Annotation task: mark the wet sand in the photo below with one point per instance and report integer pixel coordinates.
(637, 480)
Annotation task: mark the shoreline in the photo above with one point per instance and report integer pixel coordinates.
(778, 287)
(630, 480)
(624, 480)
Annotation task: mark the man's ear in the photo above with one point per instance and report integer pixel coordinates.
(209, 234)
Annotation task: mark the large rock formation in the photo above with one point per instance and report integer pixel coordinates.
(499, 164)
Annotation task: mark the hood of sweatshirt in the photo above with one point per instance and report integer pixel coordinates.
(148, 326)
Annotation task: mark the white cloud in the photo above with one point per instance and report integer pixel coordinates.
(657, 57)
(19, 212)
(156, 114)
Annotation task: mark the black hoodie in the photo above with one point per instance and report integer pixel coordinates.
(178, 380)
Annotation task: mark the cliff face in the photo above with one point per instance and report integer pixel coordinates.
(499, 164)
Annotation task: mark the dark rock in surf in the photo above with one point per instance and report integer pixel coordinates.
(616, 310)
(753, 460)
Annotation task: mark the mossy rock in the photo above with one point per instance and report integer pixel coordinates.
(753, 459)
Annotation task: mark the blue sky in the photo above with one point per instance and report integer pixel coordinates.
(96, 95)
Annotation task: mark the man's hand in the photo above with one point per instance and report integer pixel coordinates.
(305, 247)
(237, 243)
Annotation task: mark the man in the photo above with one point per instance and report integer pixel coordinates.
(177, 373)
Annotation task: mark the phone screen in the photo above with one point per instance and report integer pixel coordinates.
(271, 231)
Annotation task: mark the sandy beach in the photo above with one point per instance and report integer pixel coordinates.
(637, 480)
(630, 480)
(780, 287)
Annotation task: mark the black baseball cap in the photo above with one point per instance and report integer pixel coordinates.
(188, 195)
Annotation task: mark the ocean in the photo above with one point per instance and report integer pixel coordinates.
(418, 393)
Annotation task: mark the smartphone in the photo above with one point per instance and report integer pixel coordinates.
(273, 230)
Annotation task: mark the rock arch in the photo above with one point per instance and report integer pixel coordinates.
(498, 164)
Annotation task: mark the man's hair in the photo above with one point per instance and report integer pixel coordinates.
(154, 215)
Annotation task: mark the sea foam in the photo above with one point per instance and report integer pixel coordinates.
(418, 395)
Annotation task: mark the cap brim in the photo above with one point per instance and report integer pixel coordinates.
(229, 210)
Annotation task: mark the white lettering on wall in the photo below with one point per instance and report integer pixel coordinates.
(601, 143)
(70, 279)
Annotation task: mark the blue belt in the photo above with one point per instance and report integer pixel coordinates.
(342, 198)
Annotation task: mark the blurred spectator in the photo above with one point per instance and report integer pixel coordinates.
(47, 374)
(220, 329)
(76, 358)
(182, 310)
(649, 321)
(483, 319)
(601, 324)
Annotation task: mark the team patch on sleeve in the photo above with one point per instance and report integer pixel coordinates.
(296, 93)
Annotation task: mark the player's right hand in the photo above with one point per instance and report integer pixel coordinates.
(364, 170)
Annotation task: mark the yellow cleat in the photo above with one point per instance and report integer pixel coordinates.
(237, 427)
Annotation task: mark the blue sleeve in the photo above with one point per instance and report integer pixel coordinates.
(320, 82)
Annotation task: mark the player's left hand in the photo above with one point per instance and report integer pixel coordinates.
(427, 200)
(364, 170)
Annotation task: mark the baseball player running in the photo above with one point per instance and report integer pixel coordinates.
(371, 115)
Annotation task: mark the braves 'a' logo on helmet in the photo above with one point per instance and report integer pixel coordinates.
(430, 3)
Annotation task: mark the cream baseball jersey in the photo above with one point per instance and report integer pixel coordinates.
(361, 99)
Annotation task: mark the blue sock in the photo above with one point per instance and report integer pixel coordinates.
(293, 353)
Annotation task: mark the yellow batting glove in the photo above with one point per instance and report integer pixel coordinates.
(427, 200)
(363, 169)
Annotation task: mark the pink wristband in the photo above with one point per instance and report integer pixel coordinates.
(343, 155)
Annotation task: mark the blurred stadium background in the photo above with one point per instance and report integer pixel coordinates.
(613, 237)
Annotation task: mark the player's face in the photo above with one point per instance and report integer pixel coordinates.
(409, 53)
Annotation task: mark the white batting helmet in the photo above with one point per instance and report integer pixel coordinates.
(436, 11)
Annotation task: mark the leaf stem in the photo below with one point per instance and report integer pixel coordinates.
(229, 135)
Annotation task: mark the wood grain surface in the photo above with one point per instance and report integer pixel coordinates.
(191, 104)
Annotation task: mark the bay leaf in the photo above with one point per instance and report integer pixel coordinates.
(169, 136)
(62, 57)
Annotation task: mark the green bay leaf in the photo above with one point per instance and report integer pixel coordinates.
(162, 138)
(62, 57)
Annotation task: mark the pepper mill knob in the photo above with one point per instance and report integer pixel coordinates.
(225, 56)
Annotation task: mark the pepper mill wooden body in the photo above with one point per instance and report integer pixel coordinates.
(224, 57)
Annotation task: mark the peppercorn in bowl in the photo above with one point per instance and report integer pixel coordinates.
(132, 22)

* [The problem] All of the data needs to be reproduced exactly, with no line missing.

* [Exercise output]
Annotation task: mark the wet sand in the photo below with one point per instance and report integer pixel coordinates.
(637, 480)
Annotation task: mark the shoreline in the photo above with one point per instance and report integer pixel coordinates.
(778, 287)
(630, 480)
(624, 480)
Annotation task: mark the man's ear in the photo above with one point per instance and report integer pixel coordinates.
(209, 234)
Annotation task: mark the large rock formation in the photo above with one point per instance and report integer pixel coordinates.
(499, 164)
Annotation task: mark the hood of sweatshirt in the photo above with one point per instance and report integer pixel coordinates.
(148, 326)
Annotation task: mark the white cloud in the photo above with one point per instance and report integer pixel coordinates.
(657, 57)
(19, 212)
(156, 114)
Annotation task: mark the black hoodie in the photo above with one point per instance and report integer pixel coordinates.
(178, 380)
Annotation task: mark the cliff face in the photo above with one point per instance and report integer pixel coordinates.
(499, 164)
Annotation task: mark the dark rock in surf in the photo above with one point per instance and report integer pixel coordinates.
(616, 310)
(753, 460)
Annotation task: mark the mossy rock in the photo above with one point per instance and report integer pixel coordinates.
(753, 459)
Annotation task: mark the blue sky in the photo above with one point per instance and report integer pixel coordinates.
(96, 95)
Annotation task: mark the man's hand in the photo above with one point per instance and report integer pixel coordinates.
(305, 247)
(237, 243)
Annotation task: mark the man in the photo above with one point per instance and report integer pixel coordinates.
(177, 373)
Annotation task: mark the phone screen in the photo above with one point per instance and report integer pixel coordinates.
(271, 231)
Annotation task: mark the sandy beach in the photo above with one point per instance and report integer pixel coordinates.
(637, 480)
(630, 480)
(780, 287)
Annotation task: mark the black baseball cap in the photo above with one point per instance and report integer pixel coordinates.
(188, 195)
Annotation task: mark the ocean in the photo above with one point per instance and report integer pixel coordinates.
(418, 393)
Annotation task: mark the smartphone in the photo above with one point per instance and report integer pixel coordinates.
(273, 230)
Annotation task: mark the rock arch in the photo above with one point per instance and report integer pixel coordinates.
(498, 164)
Annotation task: mark the man's hair in the photo above with one point per instance and report integer pixel coordinates.
(154, 215)
Annotation task: mark the sea foam in the photo above with one point per instance and report integer pixel coordinates.
(418, 395)
Annotation task: mark the cap brim in the photo above with one point per instance and report integer pixel coordinates.
(229, 210)
Annotation task: mark the white lettering on wall in the photo below with one point per instance and report integer pixel coordinates.
(601, 143)
(70, 279)
Annotation task: mark the blue belt in the photo above with one point per instance and report integer pixel coordinates.
(342, 198)
Annotation task: mark the blurred spectator in the photo above with one point per instance and report integer pixel coordinates.
(47, 374)
(220, 329)
(76, 358)
(182, 310)
(649, 321)
(483, 319)
(601, 324)
Annotation task: mark the team patch on sleeve in the photo above with one point per instance and report integer pixel coordinates.
(296, 93)
Annotation task: mark the player's right hand in the photo above with one point per instance and report integer pixel coordinates.
(364, 170)
Annotation task: mark the yellow cleat in the photo above with one point per instance and report integer pixel coordinates.
(237, 427)
Annotation task: mark the blue sleeve in the photo above with one point per instance and report integer pixel coordinates.
(320, 82)
Annotation task: mark the player's left hand in the photo above with one point per instance and report integer pixel coordinates.
(427, 200)
(364, 170)
Annotation task: mark the baseball player running in the photo above with one point per instance and report integer pixel coordinates.
(371, 115)
Annotation task: mark the braves 'a' logo on helmet in the photo above with one point per instance and report integer pixel coordinates.
(430, 3)
Annotation task: mark the cream baseball jersey in the photo above with one point per instance and report integer pixel coordinates.
(361, 99)
Annotation task: mark the blue sock in the photo above with one point per instance and report integer pixel coordinates.
(293, 353)
Annotation task: mark the yellow batting glove in the photo above with one point per instance and report integer pixel coordinates.
(427, 200)
(363, 169)
Annotation task: mark the pink wristband in the photo above with one point per instance and report integer pixel coordinates.
(343, 155)
Annotation task: mark the blurred stadium background in the photo above with one point per instance and report integer pixel coordinates.
(613, 237)
Annotation task: mark the player's face in the photo above with one point per instance and report integer pixel coordinates.
(409, 53)
Annotation task: mark the white batting helmet in the photo above with one point per instance and report integer pixel coordinates.
(436, 11)
Annotation task: mark the leaf stem in the photo below with one point per instance and report integer pixel coordinates.
(229, 135)
Annotation task: mark the wood grain surface in the photo above with one point per instance and report integer pixel coordinates.
(191, 104)
Annotation task: mark the bay leaf in the photo above with one point per instance and report integer pixel coordinates.
(169, 136)
(62, 57)
Annotation task: mark the green bay leaf in the photo above with one point per instance and report integer pixel coordinates.
(162, 138)
(62, 57)
Annotation task: mark the pepper mill knob in the photo above with one point per instance and report integer pixel coordinates.
(225, 56)
Annotation task: mark the pepper mill wooden body in the photo above with one point per instance and report integer pixel coordinates.
(224, 57)
Annotation task: mark the peppercorn in bowl in the photo above with one point per instance and report integer pixel coordinates.
(132, 22)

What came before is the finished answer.